Each line of the data below from the one holding "the snow-covered ground" to the one holding "Each instance receives one keypoint. Mark the ocean", inclusive, is to be reproduced exactly; no other line belongs in the answer.

» **DATA IN THIS EXERCISE**:
=== Begin Enclosure ===

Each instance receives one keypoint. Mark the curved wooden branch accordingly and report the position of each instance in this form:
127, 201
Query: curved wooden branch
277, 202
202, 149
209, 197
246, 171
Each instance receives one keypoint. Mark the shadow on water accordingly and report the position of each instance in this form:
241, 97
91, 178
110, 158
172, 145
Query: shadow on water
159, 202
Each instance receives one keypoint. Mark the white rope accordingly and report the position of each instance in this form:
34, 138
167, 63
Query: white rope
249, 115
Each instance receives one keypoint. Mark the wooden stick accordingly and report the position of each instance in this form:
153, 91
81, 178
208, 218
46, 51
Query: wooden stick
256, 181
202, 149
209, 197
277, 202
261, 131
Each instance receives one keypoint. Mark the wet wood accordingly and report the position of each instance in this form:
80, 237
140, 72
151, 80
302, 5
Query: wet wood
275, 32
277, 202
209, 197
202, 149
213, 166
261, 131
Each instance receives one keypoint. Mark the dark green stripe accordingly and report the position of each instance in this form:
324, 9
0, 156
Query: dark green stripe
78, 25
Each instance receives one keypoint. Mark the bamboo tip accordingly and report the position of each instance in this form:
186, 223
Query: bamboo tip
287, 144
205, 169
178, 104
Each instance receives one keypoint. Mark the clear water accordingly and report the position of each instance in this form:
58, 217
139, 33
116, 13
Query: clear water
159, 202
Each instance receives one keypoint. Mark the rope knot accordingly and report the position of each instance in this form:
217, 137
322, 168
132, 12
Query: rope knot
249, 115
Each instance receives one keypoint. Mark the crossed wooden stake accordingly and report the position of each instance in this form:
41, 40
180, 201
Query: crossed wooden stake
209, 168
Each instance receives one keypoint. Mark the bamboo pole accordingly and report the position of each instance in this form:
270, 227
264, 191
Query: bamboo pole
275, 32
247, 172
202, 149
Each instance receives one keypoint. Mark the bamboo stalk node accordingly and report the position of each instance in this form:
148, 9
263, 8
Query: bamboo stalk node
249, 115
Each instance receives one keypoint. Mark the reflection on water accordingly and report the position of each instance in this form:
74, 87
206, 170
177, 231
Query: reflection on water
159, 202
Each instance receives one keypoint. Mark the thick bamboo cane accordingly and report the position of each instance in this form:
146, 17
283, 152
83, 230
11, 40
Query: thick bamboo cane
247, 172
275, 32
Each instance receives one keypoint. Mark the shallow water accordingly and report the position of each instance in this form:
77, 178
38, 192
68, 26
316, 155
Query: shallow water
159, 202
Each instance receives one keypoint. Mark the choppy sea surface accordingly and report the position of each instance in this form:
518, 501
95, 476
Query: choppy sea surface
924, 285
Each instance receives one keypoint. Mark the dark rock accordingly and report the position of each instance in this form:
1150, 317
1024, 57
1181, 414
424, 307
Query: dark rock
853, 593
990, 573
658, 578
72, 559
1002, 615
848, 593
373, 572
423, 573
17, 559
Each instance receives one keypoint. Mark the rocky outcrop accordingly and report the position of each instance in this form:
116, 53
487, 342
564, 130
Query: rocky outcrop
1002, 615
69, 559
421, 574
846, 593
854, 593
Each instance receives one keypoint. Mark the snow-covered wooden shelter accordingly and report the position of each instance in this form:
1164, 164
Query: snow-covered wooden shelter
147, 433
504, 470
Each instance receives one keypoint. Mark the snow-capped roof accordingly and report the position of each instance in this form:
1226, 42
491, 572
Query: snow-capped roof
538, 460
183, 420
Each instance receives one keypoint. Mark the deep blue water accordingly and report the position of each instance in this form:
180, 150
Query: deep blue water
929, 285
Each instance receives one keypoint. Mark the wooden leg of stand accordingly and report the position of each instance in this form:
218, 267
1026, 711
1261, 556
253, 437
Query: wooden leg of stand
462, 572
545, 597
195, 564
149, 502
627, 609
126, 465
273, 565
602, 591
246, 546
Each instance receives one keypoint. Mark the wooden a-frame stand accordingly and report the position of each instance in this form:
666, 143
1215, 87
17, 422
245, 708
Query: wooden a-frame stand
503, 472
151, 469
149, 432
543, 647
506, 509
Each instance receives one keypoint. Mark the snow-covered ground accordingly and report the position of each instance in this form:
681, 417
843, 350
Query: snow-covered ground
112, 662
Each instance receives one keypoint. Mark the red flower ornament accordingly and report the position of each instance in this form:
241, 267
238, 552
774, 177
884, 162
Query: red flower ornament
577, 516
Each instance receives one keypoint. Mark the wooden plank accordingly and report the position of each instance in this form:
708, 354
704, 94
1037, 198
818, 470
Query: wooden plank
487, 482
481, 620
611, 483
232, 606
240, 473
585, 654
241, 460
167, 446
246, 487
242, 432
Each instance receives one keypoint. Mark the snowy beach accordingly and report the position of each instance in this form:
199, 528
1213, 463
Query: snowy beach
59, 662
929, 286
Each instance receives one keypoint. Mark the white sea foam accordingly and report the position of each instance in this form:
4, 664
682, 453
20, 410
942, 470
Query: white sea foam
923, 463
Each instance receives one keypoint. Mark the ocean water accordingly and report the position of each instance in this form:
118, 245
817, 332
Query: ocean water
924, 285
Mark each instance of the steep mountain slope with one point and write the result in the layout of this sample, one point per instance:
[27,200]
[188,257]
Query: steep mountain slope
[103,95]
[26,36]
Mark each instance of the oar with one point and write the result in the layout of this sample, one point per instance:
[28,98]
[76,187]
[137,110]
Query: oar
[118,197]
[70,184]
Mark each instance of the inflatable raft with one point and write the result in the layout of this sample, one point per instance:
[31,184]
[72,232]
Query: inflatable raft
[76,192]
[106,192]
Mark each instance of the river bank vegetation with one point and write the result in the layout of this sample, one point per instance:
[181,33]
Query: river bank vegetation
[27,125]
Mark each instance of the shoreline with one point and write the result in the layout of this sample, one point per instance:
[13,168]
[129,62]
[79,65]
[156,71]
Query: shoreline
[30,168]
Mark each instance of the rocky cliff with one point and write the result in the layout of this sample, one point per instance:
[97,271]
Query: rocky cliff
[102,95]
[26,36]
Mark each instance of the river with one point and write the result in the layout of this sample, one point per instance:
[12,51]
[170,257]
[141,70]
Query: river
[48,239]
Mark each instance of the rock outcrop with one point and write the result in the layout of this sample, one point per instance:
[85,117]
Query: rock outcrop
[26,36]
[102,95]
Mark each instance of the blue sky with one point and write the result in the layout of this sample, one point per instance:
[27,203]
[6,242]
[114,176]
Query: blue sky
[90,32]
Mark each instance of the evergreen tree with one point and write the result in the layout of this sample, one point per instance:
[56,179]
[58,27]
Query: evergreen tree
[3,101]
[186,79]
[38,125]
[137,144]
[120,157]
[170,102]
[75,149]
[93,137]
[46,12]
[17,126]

=== End Enclosure ===

» **EXERCISE SOLUTION**:
Each instance receives one keypoint. Mark the snow-covered ground accordingly and report the position of each instance in this form:
681, 417
843, 350
Query: snow-covered ground
112, 662
Each instance receives one keypoint. Mark the red flower ornament accordingly and report the position of each instance in this form:
241, 267
238, 552
774, 177
884, 162
Query: red flower ornament
577, 516
Each instance receives one keypoint. Mark the wooden plank accordingly and report the position of each instance in this form:
708, 354
704, 94
1037, 198
818, 470
Query: wooden plank
487, 482
481, 620
611, 483
232, 606
240, 473
585, 654
241, 460
167, 446
246, 487
242, 432
Each instance receives one keypoint. Mark the snowy beach accordingly and report the position of each instance in this form:
199, 528
1213, 463
Query: snowy beach
59, 662
929, 286
Each instance receives one keypoint. Mark the white sea foam accordingly and report the position of each instance in this form:
4, 664
682, 453
20, 410
942, 470
Query: white sea foam
923, 463
Each instance receives one keypoint. Mark the ocean water accordingly and report the position of each instance in this form:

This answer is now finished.